> PROBLEM STATEMENT:
Determine how many lines in the listing below contain the word "dark". Reply with the number alone.

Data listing
= = = =

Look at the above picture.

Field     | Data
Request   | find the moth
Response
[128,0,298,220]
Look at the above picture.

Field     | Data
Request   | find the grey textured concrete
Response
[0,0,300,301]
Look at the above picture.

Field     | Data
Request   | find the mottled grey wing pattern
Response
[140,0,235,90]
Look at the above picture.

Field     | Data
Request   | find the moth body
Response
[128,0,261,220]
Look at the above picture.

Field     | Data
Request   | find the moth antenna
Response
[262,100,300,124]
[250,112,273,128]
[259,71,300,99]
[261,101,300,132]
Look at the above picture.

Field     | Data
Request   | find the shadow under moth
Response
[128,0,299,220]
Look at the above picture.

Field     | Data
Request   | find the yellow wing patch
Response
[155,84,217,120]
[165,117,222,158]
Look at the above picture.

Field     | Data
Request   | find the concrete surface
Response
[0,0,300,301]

= = = =

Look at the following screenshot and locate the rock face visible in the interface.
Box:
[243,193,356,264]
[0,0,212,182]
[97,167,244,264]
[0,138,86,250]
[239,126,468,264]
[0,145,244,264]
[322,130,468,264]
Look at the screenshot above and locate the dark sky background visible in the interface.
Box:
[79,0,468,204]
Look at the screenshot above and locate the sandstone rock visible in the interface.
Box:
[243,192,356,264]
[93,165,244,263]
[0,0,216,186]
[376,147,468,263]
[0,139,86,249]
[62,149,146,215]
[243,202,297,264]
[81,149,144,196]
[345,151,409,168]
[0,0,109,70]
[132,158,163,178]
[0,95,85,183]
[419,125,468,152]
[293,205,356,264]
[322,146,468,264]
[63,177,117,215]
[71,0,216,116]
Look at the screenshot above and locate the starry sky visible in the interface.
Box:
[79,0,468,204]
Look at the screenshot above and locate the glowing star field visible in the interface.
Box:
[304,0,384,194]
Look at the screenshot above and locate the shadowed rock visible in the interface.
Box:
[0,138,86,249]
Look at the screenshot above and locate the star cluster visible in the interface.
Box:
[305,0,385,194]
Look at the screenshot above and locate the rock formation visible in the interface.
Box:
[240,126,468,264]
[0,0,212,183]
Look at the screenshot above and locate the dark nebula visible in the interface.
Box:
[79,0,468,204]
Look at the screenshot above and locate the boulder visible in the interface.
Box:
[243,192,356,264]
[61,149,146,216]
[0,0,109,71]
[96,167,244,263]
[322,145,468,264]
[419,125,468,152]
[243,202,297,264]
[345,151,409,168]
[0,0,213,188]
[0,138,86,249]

= = = =

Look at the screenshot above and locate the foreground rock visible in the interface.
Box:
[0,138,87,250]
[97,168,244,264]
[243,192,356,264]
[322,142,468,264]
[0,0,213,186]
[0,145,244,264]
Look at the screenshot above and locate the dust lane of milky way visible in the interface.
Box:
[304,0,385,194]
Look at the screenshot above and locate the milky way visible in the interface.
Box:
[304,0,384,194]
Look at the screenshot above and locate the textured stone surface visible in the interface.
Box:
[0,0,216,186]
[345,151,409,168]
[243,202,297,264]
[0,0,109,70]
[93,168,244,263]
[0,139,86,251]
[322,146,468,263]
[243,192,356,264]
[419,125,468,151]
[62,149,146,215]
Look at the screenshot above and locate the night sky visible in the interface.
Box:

= = = =

> EXERCISE ANSWER:
2